■ ZU LESENDER AUSZUG
┌──
Ich muss zugeben, dass diese technische Space-Opera-Welt für mich schon eine Herausforderung war, aber als alter Fan dieses Subgenres war die Chance, einmal in diesem Bereich etwas zu machen, einfach zu verlockend. Am schwierigsten war gar nicht mal die ganze Konstruktion von Räumen und Objekten, sondern eher die Frage der Ausstattung: Wo packe ich welche Gerätschaften – Armaturen, Kabel, Rohre usw. – hin und wie sollen die aussehen? Der generelle Look dieses Projekts war ja auch bereits vorgegeben durch die vielen Romanillustrationen von Jens Maria Weber, die mir quasi als Leitfaden für das gesamte Design dieser Welt dienten. Ich muss auch sagen, dass es gerade dieser old fashioned Space-Fantasy-Look war, den ich auch selbst wollte. Weit entfernt z. B. vom futuristisch-cleanen „Star Trek“. Hier gleichen Raumanzüge eher Ritterrüstungen und Cockpitarmaturen denen von U-Booten oder alten Flugzeugen. Dieser Stil war es eben auch, der diese Welt für mich so interessant machte.
└──
■ AUSZÜGE DER DATENSÄTZE
┌──
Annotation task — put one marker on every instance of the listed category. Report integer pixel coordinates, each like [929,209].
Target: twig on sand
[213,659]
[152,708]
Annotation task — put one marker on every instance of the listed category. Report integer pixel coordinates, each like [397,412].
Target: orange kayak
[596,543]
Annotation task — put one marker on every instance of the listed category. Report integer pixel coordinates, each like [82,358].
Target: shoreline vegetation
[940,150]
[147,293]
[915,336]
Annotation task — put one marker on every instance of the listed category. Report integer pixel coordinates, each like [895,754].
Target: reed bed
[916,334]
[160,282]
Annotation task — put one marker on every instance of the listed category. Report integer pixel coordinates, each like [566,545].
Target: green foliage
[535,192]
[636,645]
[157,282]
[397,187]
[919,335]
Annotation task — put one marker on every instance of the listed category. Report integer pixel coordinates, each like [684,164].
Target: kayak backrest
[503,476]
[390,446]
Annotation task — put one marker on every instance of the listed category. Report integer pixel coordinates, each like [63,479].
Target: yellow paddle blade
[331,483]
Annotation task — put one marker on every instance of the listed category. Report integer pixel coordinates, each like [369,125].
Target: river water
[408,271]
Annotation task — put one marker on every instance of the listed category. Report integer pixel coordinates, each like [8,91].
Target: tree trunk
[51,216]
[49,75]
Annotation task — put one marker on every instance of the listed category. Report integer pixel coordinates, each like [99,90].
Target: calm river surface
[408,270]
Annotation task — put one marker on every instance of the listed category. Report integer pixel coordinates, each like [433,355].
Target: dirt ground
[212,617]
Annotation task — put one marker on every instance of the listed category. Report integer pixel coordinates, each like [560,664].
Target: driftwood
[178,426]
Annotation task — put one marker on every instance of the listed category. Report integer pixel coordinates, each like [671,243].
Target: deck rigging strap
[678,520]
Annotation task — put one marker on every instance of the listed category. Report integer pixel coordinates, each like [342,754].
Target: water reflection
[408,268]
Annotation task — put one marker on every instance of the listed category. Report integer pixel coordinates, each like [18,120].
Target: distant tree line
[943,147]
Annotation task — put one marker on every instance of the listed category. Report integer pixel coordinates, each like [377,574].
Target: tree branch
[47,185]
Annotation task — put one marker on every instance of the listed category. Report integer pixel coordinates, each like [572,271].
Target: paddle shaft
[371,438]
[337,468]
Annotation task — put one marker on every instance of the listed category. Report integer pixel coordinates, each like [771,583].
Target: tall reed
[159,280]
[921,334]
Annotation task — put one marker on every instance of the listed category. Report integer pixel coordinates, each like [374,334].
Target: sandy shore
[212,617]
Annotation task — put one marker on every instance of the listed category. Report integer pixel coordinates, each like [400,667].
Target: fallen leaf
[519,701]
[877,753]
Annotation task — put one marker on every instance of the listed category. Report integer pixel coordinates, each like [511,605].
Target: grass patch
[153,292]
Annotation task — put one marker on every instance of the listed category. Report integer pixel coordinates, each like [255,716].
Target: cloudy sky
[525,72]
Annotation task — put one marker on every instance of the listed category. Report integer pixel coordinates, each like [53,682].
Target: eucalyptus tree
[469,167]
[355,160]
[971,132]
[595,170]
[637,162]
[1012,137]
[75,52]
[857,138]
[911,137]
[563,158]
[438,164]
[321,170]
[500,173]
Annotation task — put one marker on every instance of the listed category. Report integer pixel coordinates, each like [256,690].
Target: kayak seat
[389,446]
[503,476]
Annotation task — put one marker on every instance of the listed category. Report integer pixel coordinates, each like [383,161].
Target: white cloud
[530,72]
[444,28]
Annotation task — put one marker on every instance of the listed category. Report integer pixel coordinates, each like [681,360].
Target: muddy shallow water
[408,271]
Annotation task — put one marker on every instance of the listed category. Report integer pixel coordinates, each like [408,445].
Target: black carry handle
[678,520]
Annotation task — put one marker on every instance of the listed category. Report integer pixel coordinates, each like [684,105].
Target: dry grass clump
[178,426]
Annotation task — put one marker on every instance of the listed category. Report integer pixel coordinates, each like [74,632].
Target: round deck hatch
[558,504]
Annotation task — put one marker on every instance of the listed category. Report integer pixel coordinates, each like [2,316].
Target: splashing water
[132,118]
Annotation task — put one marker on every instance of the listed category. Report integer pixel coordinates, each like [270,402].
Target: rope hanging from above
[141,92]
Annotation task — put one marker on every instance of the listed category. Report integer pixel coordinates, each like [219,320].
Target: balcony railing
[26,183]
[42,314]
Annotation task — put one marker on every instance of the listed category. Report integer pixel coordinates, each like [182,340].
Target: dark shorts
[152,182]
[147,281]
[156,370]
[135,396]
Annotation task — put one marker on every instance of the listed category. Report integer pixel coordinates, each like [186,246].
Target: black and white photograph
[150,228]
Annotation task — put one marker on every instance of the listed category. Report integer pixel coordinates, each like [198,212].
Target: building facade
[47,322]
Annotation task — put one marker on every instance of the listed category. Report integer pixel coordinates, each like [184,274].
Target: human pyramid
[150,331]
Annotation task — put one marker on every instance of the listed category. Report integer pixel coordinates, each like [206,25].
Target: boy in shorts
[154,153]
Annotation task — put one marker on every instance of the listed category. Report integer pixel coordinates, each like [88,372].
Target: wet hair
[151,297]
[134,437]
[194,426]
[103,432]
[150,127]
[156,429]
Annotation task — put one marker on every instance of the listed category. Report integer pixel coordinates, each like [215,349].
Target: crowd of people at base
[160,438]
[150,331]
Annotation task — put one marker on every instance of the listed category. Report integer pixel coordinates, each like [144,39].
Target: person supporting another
└──
■ ZU ERSTELLEN
Führe den Text über die Gestaltung der Space-Opera-Welt im Anschluss an seinen letzten Satz weiter.

■ SCHRIFTLICHE ANTWORT
Szene aus „Die Krone der Sterne Band 2“ (Splitter Verlag)

Welcher Part der Visualisierung der „Krone der Sterne“ war dir der liebste? Welcher Teil war am schwierigsten?

Das Entwerfen des Scribbles, wo aus dem Skript zum ersten Mal eine Comicseite entsteht, ist definitiv für mich der liebste Part im Prozess. In der Reinzeichenphase gefällt es mir besonders, die Emotionen, das „Schauspiel“ der Akteure durch Gestik und Mimik zum Ausdruck zu bringen, wenn ich so darüber nachdenke. Und auch das spätere Kolorieren am Rechner, bei dem ich die Atmosphäre jeder Sequenz bestimmen kann, liebe ich sehr.

Du kennst noch die Zeiten, in denen der Comic mühselig um künstlerisches Prestige kämpfen musste. Heute sind Comics auf immer mehr Festivals und Cons, in der Presse und den Medien, in Hochschulen und Universitäten, in Literaturhäusern, Bibliotheken und Museen, nicht zuletzt im Buchhandel deutlich präsenter. Es gibt Stipendien, Fördertöpfe und unzählige Künstler*innen auf atemberaubendem Niveau. Es ist nicht mehr ungewöhnlich, wenn deutsche Künstler*innen im Ausland erscheinen. Auch „Das Wolkenvolk“ wurde bspw. in die Niederlande lizensiert. Ist der Marsch durch die Institutionen des Kulturbetriebs geglückt oder geht da noch mehr?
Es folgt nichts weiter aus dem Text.